*EXTRACT*:
________________________________________

Isaac said most of the kids who received the meals were “really grateful,” but he fears that some who needed a meal were too embarrassed or shy to venture from their homes.

Maloney said more than 16,000 meals and snacks were dispersed during the months of June and July alone.

“When children qualify for free or reduced lunch at school, when the schools are not in session, that means they are not receiving lunch at school,” Maloney said. “And so, we help bridge that gap, and we have 11 sites between Sequim and Port Angeles that we take food to.

“We prepare the food in our central kitchens here and at our club in Port Angeles, and then we have a distribution, and we take the food to where our kids are. These are free meals to any child under the age of 18, and you do not have to prove need to be served a meal. You just come.”

________________________________________

*GIVEN PROBLEM 1*:
Rewrite the rows from the line with "Category: girl's long dark hair" up to and including the last row, putting "media shelf" in place of "console shelf" and leaving everything else the same.

*INFORMATION PROVIDED*:

________________________________________

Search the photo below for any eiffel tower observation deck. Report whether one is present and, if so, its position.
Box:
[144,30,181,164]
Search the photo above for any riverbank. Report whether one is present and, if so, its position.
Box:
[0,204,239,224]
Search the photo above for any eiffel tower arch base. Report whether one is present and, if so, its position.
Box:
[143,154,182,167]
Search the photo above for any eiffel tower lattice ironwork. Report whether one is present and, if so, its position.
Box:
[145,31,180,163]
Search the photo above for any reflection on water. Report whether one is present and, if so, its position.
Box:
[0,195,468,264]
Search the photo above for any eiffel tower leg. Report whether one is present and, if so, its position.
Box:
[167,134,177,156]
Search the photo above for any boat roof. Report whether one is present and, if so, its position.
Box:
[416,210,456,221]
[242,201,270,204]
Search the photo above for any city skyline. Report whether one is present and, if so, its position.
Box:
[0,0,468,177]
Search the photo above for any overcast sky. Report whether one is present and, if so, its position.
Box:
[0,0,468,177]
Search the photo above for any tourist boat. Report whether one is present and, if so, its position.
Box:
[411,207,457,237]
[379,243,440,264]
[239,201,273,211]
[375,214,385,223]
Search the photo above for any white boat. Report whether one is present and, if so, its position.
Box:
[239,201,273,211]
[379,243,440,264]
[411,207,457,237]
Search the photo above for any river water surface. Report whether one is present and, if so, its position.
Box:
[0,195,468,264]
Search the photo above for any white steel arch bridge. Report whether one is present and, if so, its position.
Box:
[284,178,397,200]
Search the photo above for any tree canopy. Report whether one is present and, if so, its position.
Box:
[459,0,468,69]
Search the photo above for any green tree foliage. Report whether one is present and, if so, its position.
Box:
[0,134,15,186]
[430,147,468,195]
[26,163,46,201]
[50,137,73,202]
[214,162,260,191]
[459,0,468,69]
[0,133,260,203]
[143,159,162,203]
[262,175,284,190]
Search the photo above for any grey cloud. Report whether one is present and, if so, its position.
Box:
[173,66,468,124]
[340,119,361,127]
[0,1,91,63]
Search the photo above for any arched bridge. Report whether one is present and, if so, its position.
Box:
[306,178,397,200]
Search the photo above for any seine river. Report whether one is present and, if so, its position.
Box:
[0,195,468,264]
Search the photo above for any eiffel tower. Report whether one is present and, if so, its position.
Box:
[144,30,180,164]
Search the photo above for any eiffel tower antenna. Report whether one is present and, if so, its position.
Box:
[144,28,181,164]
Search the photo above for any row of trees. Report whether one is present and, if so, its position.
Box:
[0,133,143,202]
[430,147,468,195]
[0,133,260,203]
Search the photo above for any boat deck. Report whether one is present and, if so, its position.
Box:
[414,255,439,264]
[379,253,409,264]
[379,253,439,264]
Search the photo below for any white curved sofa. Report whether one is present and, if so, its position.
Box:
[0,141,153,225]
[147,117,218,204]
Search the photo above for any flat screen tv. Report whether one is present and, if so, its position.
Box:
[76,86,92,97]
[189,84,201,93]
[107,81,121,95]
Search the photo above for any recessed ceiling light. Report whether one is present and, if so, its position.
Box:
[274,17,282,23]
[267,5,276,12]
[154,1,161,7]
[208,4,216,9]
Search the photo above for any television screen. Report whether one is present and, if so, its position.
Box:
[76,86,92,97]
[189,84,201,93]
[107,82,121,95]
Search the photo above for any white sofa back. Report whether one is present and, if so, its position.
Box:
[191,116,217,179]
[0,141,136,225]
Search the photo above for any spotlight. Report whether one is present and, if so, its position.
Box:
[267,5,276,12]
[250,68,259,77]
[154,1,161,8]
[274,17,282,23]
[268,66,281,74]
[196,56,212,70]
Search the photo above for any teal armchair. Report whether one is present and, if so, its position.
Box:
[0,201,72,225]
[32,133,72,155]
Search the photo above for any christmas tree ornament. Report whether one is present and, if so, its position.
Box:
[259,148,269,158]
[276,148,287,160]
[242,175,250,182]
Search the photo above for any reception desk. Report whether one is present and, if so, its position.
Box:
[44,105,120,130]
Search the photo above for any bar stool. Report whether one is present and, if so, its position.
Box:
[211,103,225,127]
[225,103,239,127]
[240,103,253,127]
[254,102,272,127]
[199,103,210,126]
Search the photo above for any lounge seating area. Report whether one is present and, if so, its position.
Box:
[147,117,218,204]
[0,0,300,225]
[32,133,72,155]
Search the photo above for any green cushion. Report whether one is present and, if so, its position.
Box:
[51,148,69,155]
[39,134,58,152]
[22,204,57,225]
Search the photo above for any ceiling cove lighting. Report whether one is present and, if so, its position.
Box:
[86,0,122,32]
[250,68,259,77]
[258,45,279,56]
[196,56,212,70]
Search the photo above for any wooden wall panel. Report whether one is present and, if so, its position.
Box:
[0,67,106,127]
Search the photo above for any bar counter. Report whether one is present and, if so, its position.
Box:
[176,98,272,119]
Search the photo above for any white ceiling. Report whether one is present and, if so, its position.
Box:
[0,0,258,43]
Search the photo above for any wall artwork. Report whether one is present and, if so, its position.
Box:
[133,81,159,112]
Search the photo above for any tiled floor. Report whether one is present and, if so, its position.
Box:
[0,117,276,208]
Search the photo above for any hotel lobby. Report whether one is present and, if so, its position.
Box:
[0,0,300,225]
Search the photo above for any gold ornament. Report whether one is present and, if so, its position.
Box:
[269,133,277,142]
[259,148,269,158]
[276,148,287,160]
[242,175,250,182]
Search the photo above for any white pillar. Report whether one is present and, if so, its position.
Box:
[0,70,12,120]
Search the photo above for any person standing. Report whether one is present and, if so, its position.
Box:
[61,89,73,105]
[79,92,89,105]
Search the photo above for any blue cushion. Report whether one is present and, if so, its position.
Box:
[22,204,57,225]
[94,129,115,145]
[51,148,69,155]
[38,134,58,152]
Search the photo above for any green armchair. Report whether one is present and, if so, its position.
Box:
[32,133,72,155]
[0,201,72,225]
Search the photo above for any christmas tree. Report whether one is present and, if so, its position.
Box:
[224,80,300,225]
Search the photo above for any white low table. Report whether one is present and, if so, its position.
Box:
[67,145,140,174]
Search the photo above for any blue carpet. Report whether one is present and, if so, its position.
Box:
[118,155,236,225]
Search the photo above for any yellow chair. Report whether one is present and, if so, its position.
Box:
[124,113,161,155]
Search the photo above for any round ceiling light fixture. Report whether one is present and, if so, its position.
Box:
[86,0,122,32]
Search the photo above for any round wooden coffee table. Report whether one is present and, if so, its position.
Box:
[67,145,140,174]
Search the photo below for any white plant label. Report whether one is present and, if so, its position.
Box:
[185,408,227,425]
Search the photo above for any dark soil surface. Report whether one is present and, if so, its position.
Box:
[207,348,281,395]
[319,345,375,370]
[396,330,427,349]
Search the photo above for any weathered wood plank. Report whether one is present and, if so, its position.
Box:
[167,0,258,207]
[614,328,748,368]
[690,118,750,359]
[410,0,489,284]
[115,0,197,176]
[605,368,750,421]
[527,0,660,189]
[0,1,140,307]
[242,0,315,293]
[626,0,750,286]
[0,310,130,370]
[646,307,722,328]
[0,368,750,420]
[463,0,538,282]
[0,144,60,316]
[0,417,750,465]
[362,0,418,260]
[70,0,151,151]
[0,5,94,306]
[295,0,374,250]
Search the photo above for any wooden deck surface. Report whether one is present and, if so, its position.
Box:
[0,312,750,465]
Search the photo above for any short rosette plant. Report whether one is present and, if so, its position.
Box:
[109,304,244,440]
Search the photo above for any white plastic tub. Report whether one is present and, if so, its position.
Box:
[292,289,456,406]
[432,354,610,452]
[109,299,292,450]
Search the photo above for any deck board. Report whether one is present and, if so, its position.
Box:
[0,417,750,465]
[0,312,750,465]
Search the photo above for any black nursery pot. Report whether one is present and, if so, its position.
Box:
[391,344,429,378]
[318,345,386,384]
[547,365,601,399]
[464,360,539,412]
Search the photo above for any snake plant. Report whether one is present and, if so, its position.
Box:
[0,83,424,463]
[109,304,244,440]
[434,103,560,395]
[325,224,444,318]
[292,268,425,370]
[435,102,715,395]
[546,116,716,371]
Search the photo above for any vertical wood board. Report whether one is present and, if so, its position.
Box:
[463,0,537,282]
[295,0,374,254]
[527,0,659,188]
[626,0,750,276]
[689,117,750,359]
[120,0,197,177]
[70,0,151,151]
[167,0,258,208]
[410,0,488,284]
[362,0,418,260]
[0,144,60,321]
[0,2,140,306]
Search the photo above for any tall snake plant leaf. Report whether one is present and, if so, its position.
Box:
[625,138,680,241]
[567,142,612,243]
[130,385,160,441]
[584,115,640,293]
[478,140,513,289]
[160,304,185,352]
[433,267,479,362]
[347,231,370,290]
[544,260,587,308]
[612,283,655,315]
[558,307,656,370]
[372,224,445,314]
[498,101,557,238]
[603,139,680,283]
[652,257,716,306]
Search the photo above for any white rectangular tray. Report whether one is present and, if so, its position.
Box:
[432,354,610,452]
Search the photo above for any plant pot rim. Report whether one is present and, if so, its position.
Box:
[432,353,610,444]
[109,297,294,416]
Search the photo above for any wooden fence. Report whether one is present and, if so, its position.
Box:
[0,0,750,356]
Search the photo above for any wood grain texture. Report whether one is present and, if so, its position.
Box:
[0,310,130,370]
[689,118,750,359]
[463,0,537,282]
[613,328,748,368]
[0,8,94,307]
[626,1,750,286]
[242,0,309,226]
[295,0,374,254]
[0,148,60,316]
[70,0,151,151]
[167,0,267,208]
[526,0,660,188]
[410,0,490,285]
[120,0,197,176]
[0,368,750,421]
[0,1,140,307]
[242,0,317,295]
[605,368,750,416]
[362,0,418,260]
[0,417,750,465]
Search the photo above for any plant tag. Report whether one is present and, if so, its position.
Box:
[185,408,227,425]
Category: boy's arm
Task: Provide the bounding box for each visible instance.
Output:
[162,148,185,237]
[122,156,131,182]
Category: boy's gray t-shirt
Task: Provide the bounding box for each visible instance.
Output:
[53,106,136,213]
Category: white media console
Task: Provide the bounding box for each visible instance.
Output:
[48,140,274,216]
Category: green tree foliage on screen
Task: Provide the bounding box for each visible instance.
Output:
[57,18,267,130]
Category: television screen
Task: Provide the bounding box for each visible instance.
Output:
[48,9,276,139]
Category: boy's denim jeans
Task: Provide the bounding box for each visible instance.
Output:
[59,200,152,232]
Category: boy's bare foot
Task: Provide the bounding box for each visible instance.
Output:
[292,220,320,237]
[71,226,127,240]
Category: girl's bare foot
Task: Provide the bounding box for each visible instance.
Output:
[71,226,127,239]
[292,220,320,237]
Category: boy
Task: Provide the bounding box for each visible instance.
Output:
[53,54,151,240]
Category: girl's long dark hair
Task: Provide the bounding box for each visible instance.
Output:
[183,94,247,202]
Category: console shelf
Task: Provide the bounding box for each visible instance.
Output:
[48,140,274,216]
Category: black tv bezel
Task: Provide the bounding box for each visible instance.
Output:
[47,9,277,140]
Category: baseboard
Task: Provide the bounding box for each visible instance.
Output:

________________________________________

*GIVEN PROBLEM 2*:
Set down the part of the piece on summer meals for kids from "Maloney said more" up to and including "take food to.", word for word.

*REPLY 1*:
Category: girl's long dark hair
Task: Provide the bounding box for each visible instance.
Output:
[183,94,247,202]
Category: media shelf
Task: Provide the bounding box for each visible instance.
Output:
[48,140,274,216]
Category: black tv bezel
Task: Provide the bounding box for each visible instance.
Output:
[47,9,277,140]
Category: baseboard
Task: Provide the bounding box for each visible instance.
Output:

*REPLY 2*:
Maloney said more than 16,000 meals and snacks were dispersed during the months of June and July alone.

“When children qualify for free or reduced lunch at school, when the schools are not in session, that means they are not receiving lunch at school,” Maloney said. “And so, we help bridge that gap, and we have 11 sites between Sequim and Port Angeles that we take food to.